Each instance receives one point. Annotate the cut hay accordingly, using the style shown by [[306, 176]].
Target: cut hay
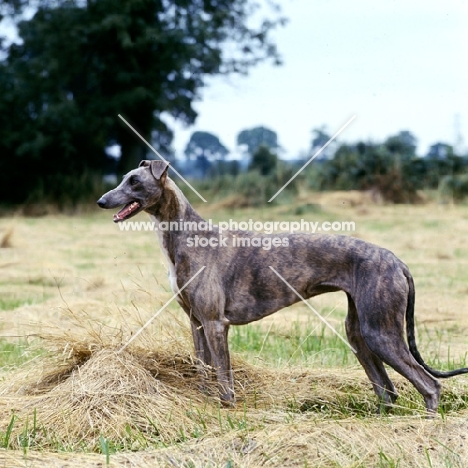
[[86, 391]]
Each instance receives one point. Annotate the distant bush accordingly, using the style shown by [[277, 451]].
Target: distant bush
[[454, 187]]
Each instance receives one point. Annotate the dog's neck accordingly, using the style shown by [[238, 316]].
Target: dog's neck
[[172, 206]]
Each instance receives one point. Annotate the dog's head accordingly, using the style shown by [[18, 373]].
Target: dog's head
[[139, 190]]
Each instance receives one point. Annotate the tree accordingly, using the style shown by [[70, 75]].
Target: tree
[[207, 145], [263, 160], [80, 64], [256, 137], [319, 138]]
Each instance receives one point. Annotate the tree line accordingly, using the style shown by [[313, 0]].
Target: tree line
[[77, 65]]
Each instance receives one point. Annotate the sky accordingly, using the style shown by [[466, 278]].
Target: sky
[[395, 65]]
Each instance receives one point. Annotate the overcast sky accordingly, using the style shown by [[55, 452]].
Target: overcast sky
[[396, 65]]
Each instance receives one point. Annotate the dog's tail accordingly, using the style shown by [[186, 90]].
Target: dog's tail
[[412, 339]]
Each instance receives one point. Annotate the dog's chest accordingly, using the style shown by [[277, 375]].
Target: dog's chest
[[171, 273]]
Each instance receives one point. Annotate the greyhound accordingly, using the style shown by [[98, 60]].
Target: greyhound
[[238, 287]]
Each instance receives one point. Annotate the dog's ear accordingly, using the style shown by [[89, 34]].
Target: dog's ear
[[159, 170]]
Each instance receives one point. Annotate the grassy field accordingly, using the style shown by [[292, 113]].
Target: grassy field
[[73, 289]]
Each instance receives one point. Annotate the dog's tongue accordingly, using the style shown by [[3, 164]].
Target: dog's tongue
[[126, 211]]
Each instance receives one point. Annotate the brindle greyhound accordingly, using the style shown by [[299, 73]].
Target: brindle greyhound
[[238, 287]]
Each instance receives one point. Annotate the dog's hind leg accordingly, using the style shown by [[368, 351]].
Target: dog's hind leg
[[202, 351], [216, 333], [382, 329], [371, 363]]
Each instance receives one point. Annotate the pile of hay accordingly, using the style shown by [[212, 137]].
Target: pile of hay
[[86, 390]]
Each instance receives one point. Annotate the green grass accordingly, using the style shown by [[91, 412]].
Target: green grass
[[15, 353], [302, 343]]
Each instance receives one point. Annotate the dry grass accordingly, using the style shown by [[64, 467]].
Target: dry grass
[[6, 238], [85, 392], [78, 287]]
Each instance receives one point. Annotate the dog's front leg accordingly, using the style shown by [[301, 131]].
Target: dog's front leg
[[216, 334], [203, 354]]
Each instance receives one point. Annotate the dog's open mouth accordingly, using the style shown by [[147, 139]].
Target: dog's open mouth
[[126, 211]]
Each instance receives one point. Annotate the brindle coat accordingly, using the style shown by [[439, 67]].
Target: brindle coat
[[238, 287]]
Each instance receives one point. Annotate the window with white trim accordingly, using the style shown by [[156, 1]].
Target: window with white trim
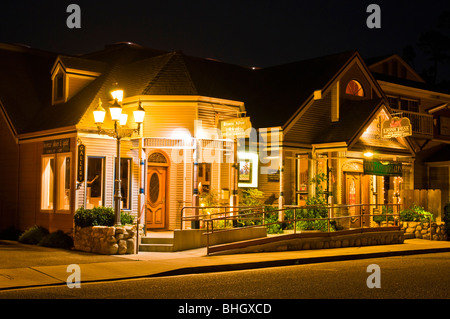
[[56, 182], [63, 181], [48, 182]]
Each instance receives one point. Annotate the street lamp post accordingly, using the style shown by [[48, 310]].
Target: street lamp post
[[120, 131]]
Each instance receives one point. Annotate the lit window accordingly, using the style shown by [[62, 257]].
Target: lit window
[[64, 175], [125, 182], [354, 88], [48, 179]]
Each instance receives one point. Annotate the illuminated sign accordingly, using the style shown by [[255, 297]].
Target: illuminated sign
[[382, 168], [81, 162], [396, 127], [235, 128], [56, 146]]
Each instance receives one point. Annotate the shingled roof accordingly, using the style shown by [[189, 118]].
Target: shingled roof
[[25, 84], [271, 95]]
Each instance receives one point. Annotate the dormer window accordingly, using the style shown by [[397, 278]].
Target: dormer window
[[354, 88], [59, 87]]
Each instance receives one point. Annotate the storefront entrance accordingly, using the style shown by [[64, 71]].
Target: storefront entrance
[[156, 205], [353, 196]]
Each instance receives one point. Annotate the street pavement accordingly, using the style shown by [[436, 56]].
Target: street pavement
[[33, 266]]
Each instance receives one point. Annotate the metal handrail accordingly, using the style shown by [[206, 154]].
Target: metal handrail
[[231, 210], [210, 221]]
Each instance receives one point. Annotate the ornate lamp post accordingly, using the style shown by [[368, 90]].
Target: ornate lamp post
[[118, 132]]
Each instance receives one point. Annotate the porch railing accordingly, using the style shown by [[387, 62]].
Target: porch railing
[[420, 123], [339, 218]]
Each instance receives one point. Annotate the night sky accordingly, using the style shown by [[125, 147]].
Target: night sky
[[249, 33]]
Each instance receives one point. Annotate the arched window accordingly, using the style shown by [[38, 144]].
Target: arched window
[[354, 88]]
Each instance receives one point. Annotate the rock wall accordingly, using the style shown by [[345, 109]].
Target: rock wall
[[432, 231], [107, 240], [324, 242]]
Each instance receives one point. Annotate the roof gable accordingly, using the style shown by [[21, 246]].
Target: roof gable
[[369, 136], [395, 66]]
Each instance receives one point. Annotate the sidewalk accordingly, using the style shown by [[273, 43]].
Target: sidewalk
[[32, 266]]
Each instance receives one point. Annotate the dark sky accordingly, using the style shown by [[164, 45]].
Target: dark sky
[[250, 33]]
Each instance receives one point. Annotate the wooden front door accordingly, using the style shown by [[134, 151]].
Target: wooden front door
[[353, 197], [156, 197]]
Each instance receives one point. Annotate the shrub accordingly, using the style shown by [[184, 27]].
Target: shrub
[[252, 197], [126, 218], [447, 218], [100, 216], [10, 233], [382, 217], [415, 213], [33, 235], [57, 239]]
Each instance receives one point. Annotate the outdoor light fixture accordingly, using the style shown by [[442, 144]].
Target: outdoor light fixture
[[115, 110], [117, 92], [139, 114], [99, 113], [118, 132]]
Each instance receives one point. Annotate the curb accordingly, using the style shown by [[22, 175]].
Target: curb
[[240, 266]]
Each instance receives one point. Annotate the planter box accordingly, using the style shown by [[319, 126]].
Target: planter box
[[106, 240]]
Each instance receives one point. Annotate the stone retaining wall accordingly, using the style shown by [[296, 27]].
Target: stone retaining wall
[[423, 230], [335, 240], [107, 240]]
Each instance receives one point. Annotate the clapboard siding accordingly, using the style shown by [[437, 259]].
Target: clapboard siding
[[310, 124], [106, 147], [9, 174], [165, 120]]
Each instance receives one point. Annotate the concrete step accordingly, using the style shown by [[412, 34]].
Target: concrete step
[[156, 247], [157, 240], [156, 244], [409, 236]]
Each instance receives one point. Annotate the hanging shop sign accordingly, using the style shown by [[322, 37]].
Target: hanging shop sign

--------------------

The exercise: Return every item above word for word, but leave out the pictures.

Reply:
Each instance receives one point. Annotate the cut hay accordingly, using the style shown by [[306, 176]].
Target: cut hay
[[86, 391]]
Each instance receives one point. Annotate the distant bush accordingly, using the style shown by [[277, 451]].
Target: distant bush
[[454, 187]]
Each instance receives one point. Annotate the dog's neck accordingly, using the style shown by [[238, 316]].
Target: dog's neck
[[172, 206]]
Each instance receives one point. Annotate the dog's head accordingly, using the style shown by [[18, 373]].
Target: dog's head
[[139, 190]]
Each instance receives one point. Annotate the tree accordingly, using the style shown by [[70, 75]].
Target: tree
[[207, 145], [263, 160], [80, 64], [256, 137], [319, 138]]
Each instance receives one point. Annotate the tree line accordingly, using the style shown by [[313, 0]].
Target: tree line
[[77, 65]]
Each instance receives one point. Annotate the sky accordingly, using the style shown by [[466, 278]].
Target: sky
[[395, 65]]
Each instance receives one point. Annotate the overcast sky accordingly, using the style shown by [[55, 452]].
Target: overcast sky
[[396, 65]]
Each instance receives one point. Annotate the dog's tail accordingly, using the style shown by [[186, 90]].
Target: dog's tail
[[412, 339]]
Each instance receives one point. Annotate the dog's chest accordingly, using the style shown by [[277, 375]].
Target: dog's chest
[[171, 273]]
Each instance receives one point. Annotate the greyhound accordingly, using the style shown by [[98, 60]].
Target: greyhound
[[238, 287]]
Each instance receives one point. Annotate the dog's ear accordingly, using the style shown by [[89, 34]].
Target: dog's ear
[[159, 170]]
Each instance receives one point. Annotate the grassy field accordingly, using the style shown by [[292, 113]].
Target: grassy field
[[73, 289]]
Each instance receives one point. Annotate the dog's tongue accordingly, using the style shown by [[3, 164]].
Target: dog's tongue
[[126, 211]]
Each instance receives one point. Annotate the brindle greyhound accordingly, using the style shown by [[299, 73]].
Target: brindle greyhound
[[238, 287]]
Each instance receives one point. Annotate the dog's hind leg accordingly, using the style shown by [[368, 351]].
Target: dog's hind leg
[[202, 351], [216, 333], [382, 329], [371, 363]]
Each instance receives one point. Annotate the pile of hay accordingly, using the style shown by [[212, 137]].
Target: pile of hay
[[86, 390]]
Each instance receives one point. Annotate the green grass accordingly, using the style shown by [[91, 412]].
Target: green grass
[[15, 353], [302, 343]]
Each instance receives one point. Annotate the dry grass accordingly, using the style shown by [[64, 467]].
Target: dry grass
[[6, 238], [85, 392], [78, 287]]
Each instance receives one point. Annotate the dog's front leg accordingly, using the style shown by [[301, 131]].
Target: dog's front leg
[[216, 334], [203, 354]]
Each instance receives one point. Annotate the dog's open mouth accordingly, using the style shown by [[147, 139]].
Target: dog's open mouth
[[126, 211]]
Each instance receives one point. Annotate the brindle coat accordingly, using the style shown by [[439, 67]].
Target: brindle coat
[[238, 287]]
Each instance receives one point. Annotate the window with white trim accordingly, using the style shown by [[156, 1]].
Target: window with white trim
[[56, 182], [63, 181], [48, 182]]
Each instance receives one point. Annotate the street lamp post accordingly, using the style shown by [[48, 310]].
Target: street lamp post
[[120, 131]]
Each instance receives one point. Annotate the lit window accordingly, using the style shown by [[62, 257]].
Target: lit window
[[64, 175], [125, 182], [354, 88], [48, 179]]
Each instance receives one point. Annotate the illuminated sign accordingly, using the style shown by [[255, 297]].
Target: illuminated sign
[[382, 168], [81, 162], [396, 127], [235, 128], [56, 146]]
Each instance receives one point. Annotate the shingled roof accordingly, using the style shown by [[189, 118]].
Target: shingled roof
[[25, 84], [271, 95]]
Each instance receives one point. Annotate the dormer window accordingly, using the style shown by [[397, 278]].
Target: dormer window
[[354, 88], [59, 87]]
Each instance receives one point. Annotate the storefront entrance accordingly, using the style shown by [[64, 71]].
Target: storefront entrance
[[156, 205], [353, 196]]
Each instance receives one point. Annotate the street pavement accordingly, using the style shown by [[436, 56]].
Target: street pavement
[[33, 266]]
Each instance receives one point. Annotate the metal handrail accordingly, using the style shown by [[206, 154]].
Target: metal handrail
[[231, 210], [210, 221]]
Each instance receives one point. Annotate the ornate lamp post accordingly, using the style shown by [[368, 90]].
Target: ornate lamp post
[[118, 132]]
Each instance receives one point. Annotate the porch railing accordingly, using the style shown by [[387, 62]].
Target: porch railing
[[420, 123], [339, 218]]
Each instance receives one point. Annotate the night sky accordingly, using the style shown by [[125, 147]].
Target: night sky
[[249, 33]]
Each instance receives one point. Annotate the arched window accordingly, using the style shown by [[38, 144]].
Target: arched window
[[354, 88]]
Each instance receives one point. Annotate the rock wall accordingly, using the style shown by [[345, 109]].
Target: rock wall
[[432, 231], [107, 240], [324, 242]]
Each instance receives one point. Annotate the roof gable accordingly, using the style shown by [[21, 246]].
Target: roof gable
[[369, 136], [395, 66]]
Each instance receives one point. Annotate the sidewalk accordingly, using the style shown by [[273, 43]].
Target: sidewalk
[[32, 266]]
Each instance receives one point. Annotate the dark sky accordingly, using the style shown by [[164, 45]].
Target: dark sky
[[250, 33]]
Each instance receives one point. Annotate the wooden front door accordingly, using the style shown by [[134, 151]].
Target: wooden front door
[[353, 197], [156, 197]]
Each instance receives one point. Annotate the shrub accordingly, using the style shown by [[184, 27]].
Target: shrub
[[252, 197], [126, 218], [447, 218], [100, 216], [10, 233], [382, 217], [415, 213], [33, 235], [57, 239]]
Each instance receives one point. Annotate the outdoor light fixture accordingly, using the style shown by [[442, 144]].
Target: outdoor light fixture
[[115, 110], [117, 92], [139, 114], [99, 113], [118, 132]]
Each instance receives one point. Annotate the curb accordingly, using the style shown by [[22, 175]].
Target: curb
[[240, 266]]
Each instance receives one point. Annotate the planter box accordingly, using the style shown by [[319, 126]].
Target: planter box
[[106, 240]]
Each instance receives one point. Annotate the stone retaining wall accordingly, using the style shown by [[296, 27]].
Target: stone retaining wall
[[423, 230], [335, 240], [107, 240]]
Each instance receives one point. Annotate the clapboard siding accordingly, using the style shown by [[437, 259]].
Target: clapboard siding
[[310, 124], [106, 147], [9, 174], [165, 120]]
Each instance receives one point. Annotate the concrete step accordingly, using the style shown by [[412, 34]].
Target: concrete step
[[156, 247], [157, 240], [156, 244], [409, 236]]
Each instance receives one point. Annotate the hanging shop sign accordingly, using the style shown by [[322, 37]].
Target: hanging shop sign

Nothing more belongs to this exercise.